*** SELECTED EXTRACT ***

Dennis M. Jennings is an Irish physicist, academic, Internet pioneer, and venture capitalist. In 1985–1986 he was responsible for three critical decisions that shaped the subsequent development of NSFNET, the network that became the Internet.

==Education and academic career==

Dennis Jennings holds a 1st Class honours physics BSc degree (1967) and a PhD degree (1972) obtained for a search for high-energy gamma radiation from pulsars (neutron stars), both from University College Dublin.

Jennings was the director of Computing Services at the University College Dublin from 1977 to 1999, where he was responsible for the university IT infrastructure and a staff of over 90 people. In 1979, the pre-Internet Irish Universities Network was set up between UCD and Trinity College Dublin, with Jennings in UCD and Michael Purser and Ahmed Patel in TCD. In 1986, while on leave from UCD he was interim President of the Consortium for Scientific Computing at the John von Neumann Centre (JvNC) in Princeton, New Jersey, responsible for the start-up of the supercomputer centre. He is currently (2012) chairman of the oversight board of the Irish Centre for High-End Computing (ICHEC).

==Internet pioneer==

In 1984, the National Science Foundation (NSF) began construction of several regional supercomputing centres to provide very high-speed computing resources for the US research community. In 1985 NSF hired Jennings as its first Program Director for Networking to lead the establishment of the National Science Foundation Network (NSFNET) to provide access to the five NSF super-computing centres and to enable sharing of resources and information. Jennings made three critical decisions that shaped the subsequent development of NSFNET:
- that it would be a general-purpose research network, not limited to connection of the supercomputers;
- it would act as the backbone for connection of regional networks at each supercomputing site; and
- it would use the ARPANET's TCP/IP protocols.

*** DATA FOR REVIEW ***

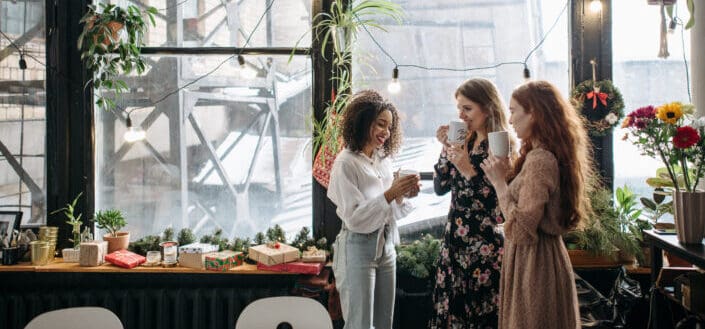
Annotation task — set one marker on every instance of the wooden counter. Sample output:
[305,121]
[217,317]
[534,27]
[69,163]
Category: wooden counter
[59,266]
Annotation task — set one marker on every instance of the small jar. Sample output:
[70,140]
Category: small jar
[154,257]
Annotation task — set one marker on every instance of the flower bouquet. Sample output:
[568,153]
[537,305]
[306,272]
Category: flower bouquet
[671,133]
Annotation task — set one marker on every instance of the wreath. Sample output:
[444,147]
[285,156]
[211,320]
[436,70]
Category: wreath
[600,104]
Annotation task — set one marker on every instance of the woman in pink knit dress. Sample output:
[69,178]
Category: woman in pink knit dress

***
*** DATA FOR REVIEW ***

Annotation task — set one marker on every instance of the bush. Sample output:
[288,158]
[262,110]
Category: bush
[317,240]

***
*** DATA FOR REVIEW ***

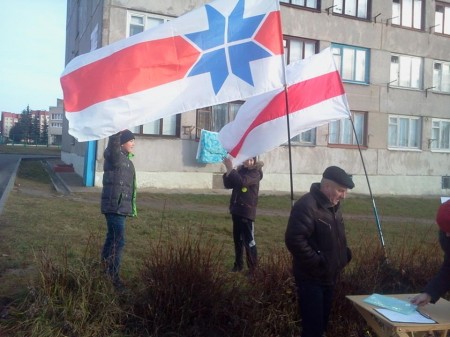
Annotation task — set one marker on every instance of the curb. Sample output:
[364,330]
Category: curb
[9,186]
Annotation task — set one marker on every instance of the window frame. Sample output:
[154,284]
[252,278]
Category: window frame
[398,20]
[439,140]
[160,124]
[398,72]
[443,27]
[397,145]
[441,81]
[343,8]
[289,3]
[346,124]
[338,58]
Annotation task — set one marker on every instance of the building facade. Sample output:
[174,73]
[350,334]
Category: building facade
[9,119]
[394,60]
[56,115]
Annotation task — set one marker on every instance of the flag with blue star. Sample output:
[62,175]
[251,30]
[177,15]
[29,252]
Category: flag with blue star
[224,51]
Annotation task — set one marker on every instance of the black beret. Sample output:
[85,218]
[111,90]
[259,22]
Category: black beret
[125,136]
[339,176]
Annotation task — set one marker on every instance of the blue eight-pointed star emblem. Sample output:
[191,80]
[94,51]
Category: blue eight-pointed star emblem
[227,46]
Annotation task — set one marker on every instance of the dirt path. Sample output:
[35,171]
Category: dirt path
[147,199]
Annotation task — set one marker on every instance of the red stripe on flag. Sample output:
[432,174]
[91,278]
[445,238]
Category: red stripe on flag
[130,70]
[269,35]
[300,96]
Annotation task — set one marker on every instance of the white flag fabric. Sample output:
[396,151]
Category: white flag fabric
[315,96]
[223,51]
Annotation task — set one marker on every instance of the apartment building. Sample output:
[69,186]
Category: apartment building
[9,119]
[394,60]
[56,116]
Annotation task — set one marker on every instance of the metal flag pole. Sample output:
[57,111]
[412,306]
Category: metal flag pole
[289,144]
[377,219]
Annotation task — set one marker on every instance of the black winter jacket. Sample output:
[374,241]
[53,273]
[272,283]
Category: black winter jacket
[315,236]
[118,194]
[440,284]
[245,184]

***

### WORK TASK A
In the passage on Dennis Jennings, turn the paragraph beginning "Jennings was the director of Computing Services" into a short bulleted list that keeps its main facts.
### WORK TASK B
Write the next part of the passage on Dennis Jennings, starting after its list of three decisions.
The items are not needed for what follows.

### EXERCISE RESPONSE A
- Director of Computing Services at University College Dublin from 1977 to 1999, in charge of the university's IT infrastructure and a staff of over 90
- 1979: the pre-Internet Irish Universities Network was set up between UCD and Trinity College Dublin, with Jennings at UCD and Michael Purser and Ahmed Patel at TCD
- 1986: while on leave from UCD, interim President of the Consortium for Scientific Computing at the John von Neumann Centre (JvNC) in Princeton, New Jersey, responsible for starting up the supercomputer centre
- As of 2012: chairman of the oversight board of the Irish Centre for High-End Computing (ICHEC)

### EXERCISE RESPONSE B
Jennings was also actively involved in the start-up of research networks in Europe (European Academic Research Network, EARN – President; EBONE – board member) and Ireland (HEAnet – initial proposal and later board member). He chaired the board and general assembly of the Council of European National Top Level Domain Registries (CENTR) from 1999 to early 2001 and was actively involved in the start-up of the Internet Corporation for Assigned Names and Numbers (ICANN). He was a member of the ICANN Board from 2007 to 2010, serving as vice-chair in 2009–2010.

In April 2014 Jennings was inducted into the Internet Hall of Fame.

==Venture capitalist==

Jennings is the co-founder of 4th Level Ventures (2002 to 2011) – an Irish Venture Capital company whose primary objective is to invest in companies commercialising the business opportunities that arise from university research in Ireland. He is also an Angel investor, investing in early-stage technology companies. He is currently chairman and/or board member of several small technology companies, and has a wide experience of the issues relating to the start-up, funding, supervision and governance, and survival of early-stage technology companies.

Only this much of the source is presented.